◆ **Written exercise A**
Return every line of the entries that contains the string "path".

◆ **Source document**
In the ensuing 22 years, there have been some 600,000 shooting victims in America. Only so much can be learned from individual cases, but taken together we could learn a lot. We could learn about the role domestic violence plays in shootings, or how access to guns affect suicides or ways to reduce accidental shootings. Do societal factors drive shooting numbers up or down (it’s down over the past decade).

In the words of House Speaker Paul Ryan, we need “more facts and data.”

Unfortunat­ely, Ryan is part of the reason we don’t have facts and data. As a recipient of nearly $50,000 in direct NRA contributi­ons, he has never scheduled a hearing or vote to reconsider the Dickey Amendment.

Seven legislator­s have written to Ryan asking him to do just that. U.S. Rep David Price, D-N.C., is vice chair of the House Gun Violence Prevention Task Force and a leading advocate for funding federal research into gun violence. After the Parkland shootings, he and six others wrote to Ryan asking that a vote to repeal the Dickey Amendment be considered.

◆ **Provided entries**
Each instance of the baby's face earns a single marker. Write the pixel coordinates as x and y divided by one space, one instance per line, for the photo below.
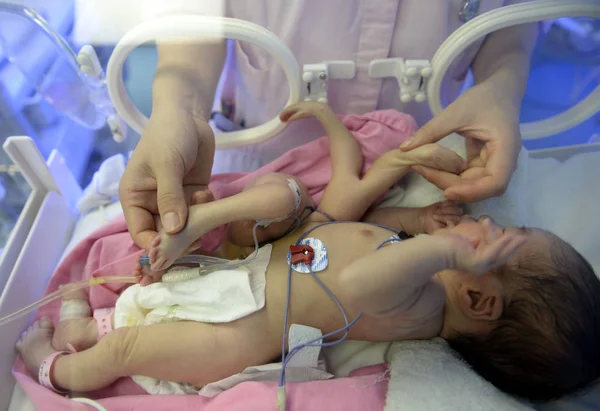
477 232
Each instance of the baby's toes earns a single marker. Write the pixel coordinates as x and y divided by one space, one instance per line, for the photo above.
45 323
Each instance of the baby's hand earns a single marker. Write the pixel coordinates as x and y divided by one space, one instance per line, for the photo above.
445 214
489 253
437 157
304 109
145 276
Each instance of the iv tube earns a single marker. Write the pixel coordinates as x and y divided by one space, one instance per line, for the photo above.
65 290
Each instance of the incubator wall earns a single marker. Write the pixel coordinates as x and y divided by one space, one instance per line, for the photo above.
564 71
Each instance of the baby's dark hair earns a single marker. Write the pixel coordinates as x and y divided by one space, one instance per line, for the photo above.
545 344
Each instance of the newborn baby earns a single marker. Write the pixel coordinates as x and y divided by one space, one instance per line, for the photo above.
520 304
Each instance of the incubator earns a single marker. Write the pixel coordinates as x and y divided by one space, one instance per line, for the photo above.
79 88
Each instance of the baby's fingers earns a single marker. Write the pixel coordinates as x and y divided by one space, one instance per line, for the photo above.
445 218
499 251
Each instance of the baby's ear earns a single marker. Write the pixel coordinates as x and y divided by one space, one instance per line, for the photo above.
481 303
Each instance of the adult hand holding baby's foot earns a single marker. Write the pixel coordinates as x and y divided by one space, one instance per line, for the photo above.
145 276
436 157
478 257
303 109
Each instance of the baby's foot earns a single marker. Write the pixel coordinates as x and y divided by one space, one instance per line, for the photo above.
145 275
35 344
166 248
78 333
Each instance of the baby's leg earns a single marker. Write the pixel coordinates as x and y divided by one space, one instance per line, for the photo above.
75 331
186 352
270 200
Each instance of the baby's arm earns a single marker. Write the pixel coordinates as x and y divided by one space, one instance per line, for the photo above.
417 220
391 279
346 156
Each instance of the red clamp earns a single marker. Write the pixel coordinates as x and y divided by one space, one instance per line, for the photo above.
301 254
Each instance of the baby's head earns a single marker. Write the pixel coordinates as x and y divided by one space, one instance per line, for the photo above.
532 326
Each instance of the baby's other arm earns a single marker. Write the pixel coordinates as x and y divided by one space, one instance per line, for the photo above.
417 220
392 279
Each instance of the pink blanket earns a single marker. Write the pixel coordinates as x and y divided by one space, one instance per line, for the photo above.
110 251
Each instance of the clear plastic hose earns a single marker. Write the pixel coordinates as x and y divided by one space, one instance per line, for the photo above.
65 290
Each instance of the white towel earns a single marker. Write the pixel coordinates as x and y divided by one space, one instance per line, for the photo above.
104 188
428 375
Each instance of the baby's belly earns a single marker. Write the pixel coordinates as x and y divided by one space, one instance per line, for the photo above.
310 304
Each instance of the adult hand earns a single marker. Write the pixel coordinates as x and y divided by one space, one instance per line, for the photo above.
489 120
168 171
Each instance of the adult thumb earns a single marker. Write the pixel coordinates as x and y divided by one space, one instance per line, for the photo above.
170 199
433 131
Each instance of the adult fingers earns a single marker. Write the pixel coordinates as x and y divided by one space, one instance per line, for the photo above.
500 165
172 205
140 223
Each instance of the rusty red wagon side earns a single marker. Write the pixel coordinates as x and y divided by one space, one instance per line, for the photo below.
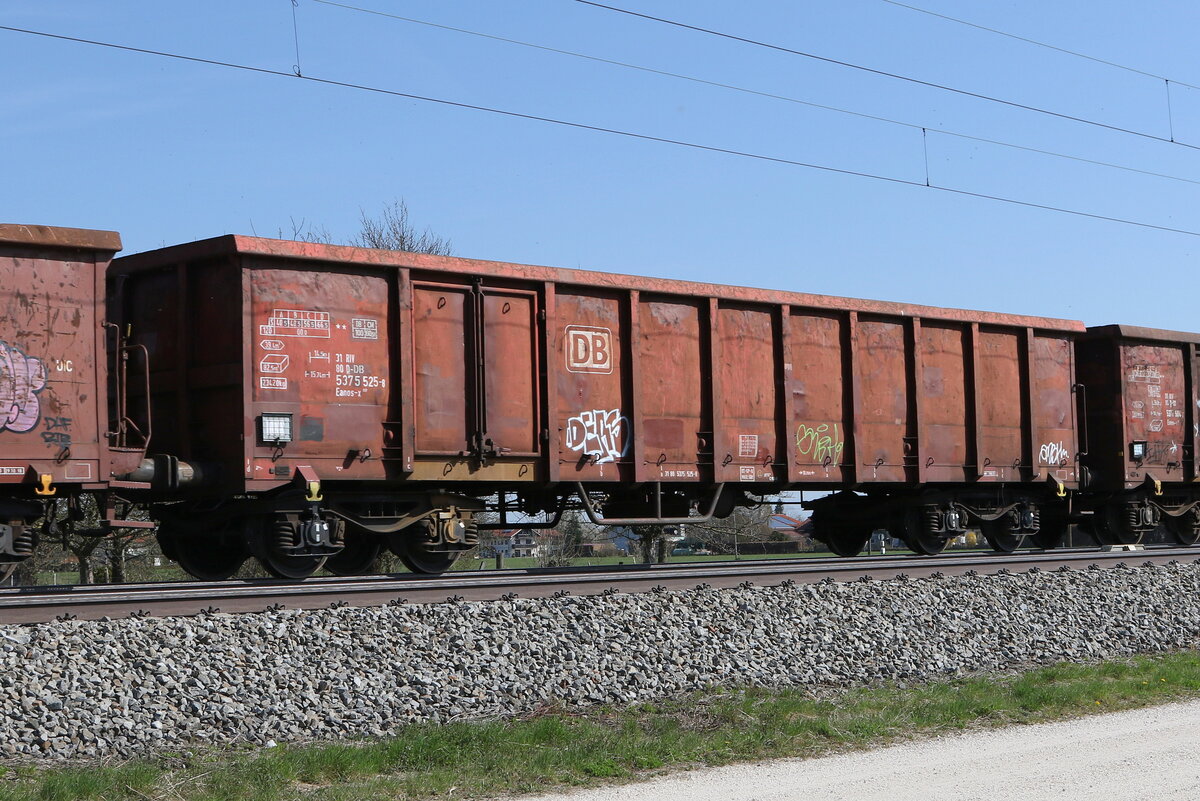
403 390
55 429
1141 431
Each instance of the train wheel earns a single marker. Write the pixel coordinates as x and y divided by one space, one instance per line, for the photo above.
1001 535
910 527
268 543
419 549
358 556
1186 528
209 559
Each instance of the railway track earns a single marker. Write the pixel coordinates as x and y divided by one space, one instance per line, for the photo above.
91 602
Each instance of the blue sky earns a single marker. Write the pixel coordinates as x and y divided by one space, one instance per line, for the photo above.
168 151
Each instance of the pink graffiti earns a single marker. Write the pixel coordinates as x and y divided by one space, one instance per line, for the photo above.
21 379
599 434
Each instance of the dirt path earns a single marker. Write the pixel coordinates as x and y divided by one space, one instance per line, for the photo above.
1149 753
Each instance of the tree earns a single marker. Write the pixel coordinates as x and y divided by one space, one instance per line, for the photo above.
723 535
652 542
571 530
391 230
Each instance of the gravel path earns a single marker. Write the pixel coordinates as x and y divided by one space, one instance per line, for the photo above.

◆ **Written exercise B**
Answer these questions using the passage on gun violence research.
(i) About how many shooting victims does it say there have been in America in the ensuing 22 years?
(ii) About how much in direct NRA contributions has Paul Ryan received?
(iii) What position does David Price hold on the House Gun Violence Prevention Task Force?

◆ **Task output A**
Each instance of the dirt path earns a single marker. Write the pixel coordinates as x and y divided by one space, one instance per line, for the photo above.
Each instance of the gravel path earns a single marker. Write the pixel coordinates as x and y divided by one space, one instance per line, for the photo above.

◆ **Task output B**
(i) Some 600,000.
(ii) Nearly $50,000.
(iii) Vice chair.